THE EXERCISE
Copy the data verbatim, starting at the line that contains "Task: for the roadway count, mark the snow-covered" and ending at the final line of the data, both included.

AVAILABLE RECORDS
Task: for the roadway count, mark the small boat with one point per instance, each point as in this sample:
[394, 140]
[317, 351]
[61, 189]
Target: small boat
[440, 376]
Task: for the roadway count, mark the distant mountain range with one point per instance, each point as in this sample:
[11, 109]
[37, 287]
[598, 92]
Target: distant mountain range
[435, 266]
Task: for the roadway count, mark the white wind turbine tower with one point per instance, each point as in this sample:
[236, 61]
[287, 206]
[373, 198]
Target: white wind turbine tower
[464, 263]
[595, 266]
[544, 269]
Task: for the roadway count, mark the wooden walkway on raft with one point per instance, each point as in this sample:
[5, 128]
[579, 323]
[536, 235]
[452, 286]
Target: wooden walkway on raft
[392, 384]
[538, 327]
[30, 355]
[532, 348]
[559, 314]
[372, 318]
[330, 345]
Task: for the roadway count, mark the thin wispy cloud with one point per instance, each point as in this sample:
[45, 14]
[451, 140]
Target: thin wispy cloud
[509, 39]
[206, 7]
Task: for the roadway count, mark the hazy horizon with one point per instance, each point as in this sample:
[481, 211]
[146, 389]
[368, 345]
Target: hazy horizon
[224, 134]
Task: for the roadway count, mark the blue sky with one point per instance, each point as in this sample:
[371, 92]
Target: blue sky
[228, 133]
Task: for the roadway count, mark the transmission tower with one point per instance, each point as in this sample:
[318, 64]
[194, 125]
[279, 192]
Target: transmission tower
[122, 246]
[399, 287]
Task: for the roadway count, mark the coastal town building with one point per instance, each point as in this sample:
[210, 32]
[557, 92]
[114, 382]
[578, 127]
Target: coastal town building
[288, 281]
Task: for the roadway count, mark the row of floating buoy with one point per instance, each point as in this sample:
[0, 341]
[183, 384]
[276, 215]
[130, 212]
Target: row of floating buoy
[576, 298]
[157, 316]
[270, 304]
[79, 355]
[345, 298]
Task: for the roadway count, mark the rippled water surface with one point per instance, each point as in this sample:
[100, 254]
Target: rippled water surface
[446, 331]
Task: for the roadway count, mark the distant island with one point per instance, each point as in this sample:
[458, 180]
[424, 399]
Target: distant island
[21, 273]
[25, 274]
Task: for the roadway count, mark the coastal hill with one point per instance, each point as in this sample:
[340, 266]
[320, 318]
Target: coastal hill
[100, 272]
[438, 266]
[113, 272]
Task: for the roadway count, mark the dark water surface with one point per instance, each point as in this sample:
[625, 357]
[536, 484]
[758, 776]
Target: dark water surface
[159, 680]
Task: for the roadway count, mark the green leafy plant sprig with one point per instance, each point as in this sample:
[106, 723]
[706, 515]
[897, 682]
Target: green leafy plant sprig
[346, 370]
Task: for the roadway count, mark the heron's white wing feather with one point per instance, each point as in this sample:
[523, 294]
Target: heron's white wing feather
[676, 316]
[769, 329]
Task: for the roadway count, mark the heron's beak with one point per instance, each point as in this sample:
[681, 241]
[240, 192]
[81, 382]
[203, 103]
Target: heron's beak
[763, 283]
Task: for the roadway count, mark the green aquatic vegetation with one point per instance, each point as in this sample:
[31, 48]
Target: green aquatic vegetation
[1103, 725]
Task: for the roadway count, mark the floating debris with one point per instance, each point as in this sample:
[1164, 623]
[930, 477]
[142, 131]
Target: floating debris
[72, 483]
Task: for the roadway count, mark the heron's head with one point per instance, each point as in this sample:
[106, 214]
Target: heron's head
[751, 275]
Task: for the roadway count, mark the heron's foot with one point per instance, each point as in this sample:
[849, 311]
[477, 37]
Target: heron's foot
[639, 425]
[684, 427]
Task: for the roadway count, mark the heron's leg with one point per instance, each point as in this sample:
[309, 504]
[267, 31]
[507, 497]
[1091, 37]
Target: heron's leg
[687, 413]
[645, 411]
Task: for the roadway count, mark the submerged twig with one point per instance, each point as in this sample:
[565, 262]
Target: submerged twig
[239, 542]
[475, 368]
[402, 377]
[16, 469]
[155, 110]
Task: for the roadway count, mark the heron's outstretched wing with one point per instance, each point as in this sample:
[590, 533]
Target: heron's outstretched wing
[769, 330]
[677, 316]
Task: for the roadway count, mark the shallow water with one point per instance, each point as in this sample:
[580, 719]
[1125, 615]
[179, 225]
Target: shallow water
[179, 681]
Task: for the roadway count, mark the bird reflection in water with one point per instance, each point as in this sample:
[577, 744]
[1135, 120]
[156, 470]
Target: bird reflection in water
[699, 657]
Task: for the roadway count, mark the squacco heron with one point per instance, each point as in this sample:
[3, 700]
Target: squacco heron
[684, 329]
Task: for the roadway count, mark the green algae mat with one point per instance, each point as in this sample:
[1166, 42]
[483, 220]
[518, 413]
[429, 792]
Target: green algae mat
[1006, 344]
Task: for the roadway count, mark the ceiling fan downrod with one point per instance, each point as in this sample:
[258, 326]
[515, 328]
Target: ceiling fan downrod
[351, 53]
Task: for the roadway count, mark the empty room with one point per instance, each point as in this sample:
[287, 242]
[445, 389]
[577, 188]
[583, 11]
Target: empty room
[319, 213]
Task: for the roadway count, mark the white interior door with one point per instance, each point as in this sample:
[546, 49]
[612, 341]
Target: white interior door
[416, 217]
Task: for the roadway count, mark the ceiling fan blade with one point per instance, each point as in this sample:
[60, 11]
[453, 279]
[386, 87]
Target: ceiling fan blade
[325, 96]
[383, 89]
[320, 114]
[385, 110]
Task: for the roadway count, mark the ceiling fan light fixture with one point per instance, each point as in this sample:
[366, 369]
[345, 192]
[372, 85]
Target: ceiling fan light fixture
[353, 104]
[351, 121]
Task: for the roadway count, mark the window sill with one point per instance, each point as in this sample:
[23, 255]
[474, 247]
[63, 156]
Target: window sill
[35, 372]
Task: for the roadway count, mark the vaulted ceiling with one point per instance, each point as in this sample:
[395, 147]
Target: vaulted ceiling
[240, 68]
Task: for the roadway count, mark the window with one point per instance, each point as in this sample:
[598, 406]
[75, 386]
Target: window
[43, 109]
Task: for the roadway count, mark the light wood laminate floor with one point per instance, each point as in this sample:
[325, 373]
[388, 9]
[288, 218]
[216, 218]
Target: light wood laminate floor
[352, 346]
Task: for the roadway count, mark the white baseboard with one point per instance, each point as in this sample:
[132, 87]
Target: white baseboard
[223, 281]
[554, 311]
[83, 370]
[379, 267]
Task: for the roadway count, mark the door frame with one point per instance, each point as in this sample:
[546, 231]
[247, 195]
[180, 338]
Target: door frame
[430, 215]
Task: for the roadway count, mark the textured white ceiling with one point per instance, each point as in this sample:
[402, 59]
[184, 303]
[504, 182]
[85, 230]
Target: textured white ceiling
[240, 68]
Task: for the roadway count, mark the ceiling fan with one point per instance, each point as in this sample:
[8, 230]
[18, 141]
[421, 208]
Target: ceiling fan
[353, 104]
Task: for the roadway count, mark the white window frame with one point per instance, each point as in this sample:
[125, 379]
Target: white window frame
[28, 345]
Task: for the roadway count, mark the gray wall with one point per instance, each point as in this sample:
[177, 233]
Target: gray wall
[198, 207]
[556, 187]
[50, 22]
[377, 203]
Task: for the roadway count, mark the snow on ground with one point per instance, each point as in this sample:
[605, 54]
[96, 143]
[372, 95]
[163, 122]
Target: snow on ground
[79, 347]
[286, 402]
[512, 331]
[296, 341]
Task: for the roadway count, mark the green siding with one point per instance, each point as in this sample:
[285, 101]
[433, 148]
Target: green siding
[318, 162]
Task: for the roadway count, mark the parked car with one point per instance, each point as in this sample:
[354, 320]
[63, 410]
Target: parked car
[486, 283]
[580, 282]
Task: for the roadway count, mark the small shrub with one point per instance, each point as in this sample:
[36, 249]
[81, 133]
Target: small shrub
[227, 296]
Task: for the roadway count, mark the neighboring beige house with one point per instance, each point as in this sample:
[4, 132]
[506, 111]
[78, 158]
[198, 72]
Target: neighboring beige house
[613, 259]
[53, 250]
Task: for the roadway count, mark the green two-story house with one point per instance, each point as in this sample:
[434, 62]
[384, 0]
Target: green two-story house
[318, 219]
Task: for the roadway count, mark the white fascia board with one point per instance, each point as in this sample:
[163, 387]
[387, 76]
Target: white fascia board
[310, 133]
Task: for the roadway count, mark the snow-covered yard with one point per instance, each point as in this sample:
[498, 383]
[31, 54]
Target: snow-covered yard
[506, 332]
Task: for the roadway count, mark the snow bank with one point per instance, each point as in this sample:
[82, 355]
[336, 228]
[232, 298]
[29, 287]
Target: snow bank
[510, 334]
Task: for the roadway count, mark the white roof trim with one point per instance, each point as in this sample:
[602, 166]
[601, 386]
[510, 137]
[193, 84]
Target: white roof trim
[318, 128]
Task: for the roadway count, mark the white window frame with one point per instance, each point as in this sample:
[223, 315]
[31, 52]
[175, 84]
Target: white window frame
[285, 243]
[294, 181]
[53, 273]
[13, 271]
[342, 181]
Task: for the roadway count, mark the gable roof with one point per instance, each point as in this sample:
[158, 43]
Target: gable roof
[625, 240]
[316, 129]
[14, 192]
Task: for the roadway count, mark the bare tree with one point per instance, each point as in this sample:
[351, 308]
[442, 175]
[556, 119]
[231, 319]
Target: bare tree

IN RESPONSE
Task: for the roadway count, mark the snow-covered yard with one point per instance, each point as in this sample:
[498, 383]
[31, 54]
Target: snow-covered yard
[506, 332]
Task: for the roadway count, mark the snow bank with one point per instance, each point as in this sample:
[82, 355]
[336, 228]
[232, 298]
[29, 287]
Target: snow bank
[510, 334]
Task: for the roadway count, mark the white roof trim with one point per instance, each point as in this sample:
[602, 166]
[601, 386]
[510, 137]
[193, 84]
Target: white roof trim
[318, 128]
Task: for the roadway count, mark the white window frame with one point per instance, each point as in this sample:
[223, 315]
[31, 52]
[175, 84]
Target: white window frame
[285, 243]
[294, 181]
[53, 273]
[13, 271]
[342, 181]
Task: for the roadway count, mark the gable roof with one point per instance, each point as in this sample:
[158, 43]
Target: gable roof
[625, 240]
[316, 129]
[14, 192]
Task: for the roadway count, mark the bare tree with one point per instance, each point as in this sample:
[351, 308]
[442, 175]
[556, 119]
[231, 319]
Target: bare tree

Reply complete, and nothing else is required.